(EXTRACTED DATA):
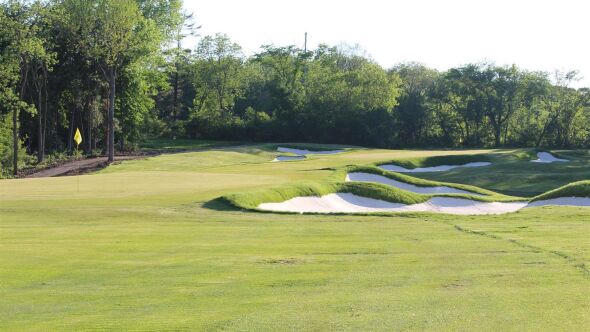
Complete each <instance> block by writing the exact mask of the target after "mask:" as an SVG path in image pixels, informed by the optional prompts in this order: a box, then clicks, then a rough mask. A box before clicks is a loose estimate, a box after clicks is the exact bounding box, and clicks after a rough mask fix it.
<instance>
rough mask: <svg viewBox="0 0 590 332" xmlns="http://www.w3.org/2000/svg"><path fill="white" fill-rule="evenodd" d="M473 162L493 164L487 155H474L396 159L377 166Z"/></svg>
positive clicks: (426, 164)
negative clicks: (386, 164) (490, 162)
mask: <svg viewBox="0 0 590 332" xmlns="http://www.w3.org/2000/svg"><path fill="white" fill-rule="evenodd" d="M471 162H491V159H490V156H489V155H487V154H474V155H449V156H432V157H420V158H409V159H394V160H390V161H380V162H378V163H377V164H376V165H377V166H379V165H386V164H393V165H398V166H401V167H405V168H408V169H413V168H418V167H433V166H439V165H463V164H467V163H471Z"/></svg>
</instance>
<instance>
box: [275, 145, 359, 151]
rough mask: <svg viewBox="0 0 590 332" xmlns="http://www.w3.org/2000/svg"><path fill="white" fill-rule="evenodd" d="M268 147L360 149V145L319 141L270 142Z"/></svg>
--
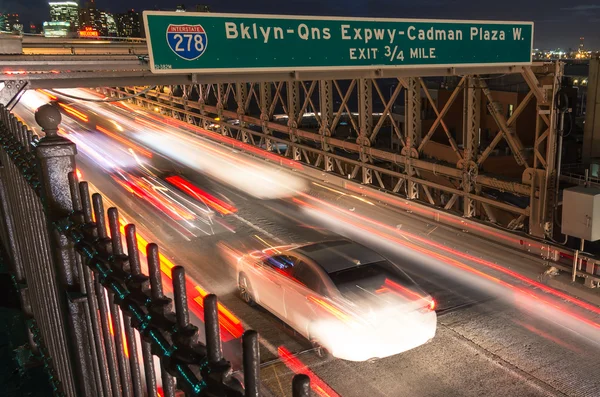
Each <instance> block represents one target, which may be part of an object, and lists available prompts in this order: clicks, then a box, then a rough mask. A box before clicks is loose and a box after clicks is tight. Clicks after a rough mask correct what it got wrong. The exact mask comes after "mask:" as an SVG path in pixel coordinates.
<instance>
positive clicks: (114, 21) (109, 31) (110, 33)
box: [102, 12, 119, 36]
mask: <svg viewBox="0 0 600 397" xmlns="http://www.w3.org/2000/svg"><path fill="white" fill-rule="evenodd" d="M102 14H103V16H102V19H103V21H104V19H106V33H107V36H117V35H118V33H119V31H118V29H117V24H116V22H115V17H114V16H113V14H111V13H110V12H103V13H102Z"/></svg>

(TASK DIRECTIONS): Where a line in the records above contains the string "positive", copy that line.

(EXERCISE ANSWER):
positive clicks: (426, 164)
positive clicks: (114, 21) (109, 31) (110, 33)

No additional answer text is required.